La morte e la leggenda della sepoltura

Il principe di Valacchia tornò libero e al suo trono nel 1476. L’ultima fase di potere durò pochissimo: l’anno successivo cadde in un’imboscata turca e morì. La sua testa fu inviata a Costantinopoli, il suo corpo sepolto, sembra, nel monastero del lago Snagov. L’incertezza sul luogo di nascita appare speculare, quasi per uno scherzo del destino, a quella relativa al luogo di sepoltura. Nel 2014 il quotidiano “Il Mattino” raccontò che la presunta tomba di Vlad III sarebbe, in realtà, a Napoli, nel chiostro di Santa Maria La Nova e sarebbe identificabile con il luogo di sepoltura del nobile Mattia Ferillo.

Dati grezzi >>

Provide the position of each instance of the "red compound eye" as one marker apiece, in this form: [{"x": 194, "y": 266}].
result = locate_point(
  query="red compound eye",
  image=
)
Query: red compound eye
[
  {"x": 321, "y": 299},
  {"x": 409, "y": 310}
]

Dettagli esercizio >>
Prosegui, per favore, il brano sulla morte di Vlad III partendo dopo la sua ultima frase. Le voci non hanno alcun rapporto con il brano sulla morte di Vlad III.

Risposta esercizio >>
Questa teoria nacque dalla presenza, nell’attigua Cappella Turbolo, di un’iscrizione non decifrata, forse risalente al XV° secolo. Gli studiosi sarebbero riusciti a isolare solo la parola “Vlad”. Purtroppo, per il momento, è impossibile saperne di più. Non ci sono prove che possano aiutare gli storici a ricostruire l’ipotetico viaggio delle spoglie del principe. Tuttavia lo scorso 27 ottobre è accaduto un fatto singolare: di fronte alla presunta tomba di Vlad III è stato posizionato un suo busto alto un metro e dieci e posto su un basamento rivestito di pietra, come riporta Fanpage. L’installazione dell’opera, realizzata dallo scultore George Dumitru, ha fatto tornare alla ribalta la teoria della sepoltura “napoletana” del voivoda, attirando l’attenzione mediatica e dei turisti.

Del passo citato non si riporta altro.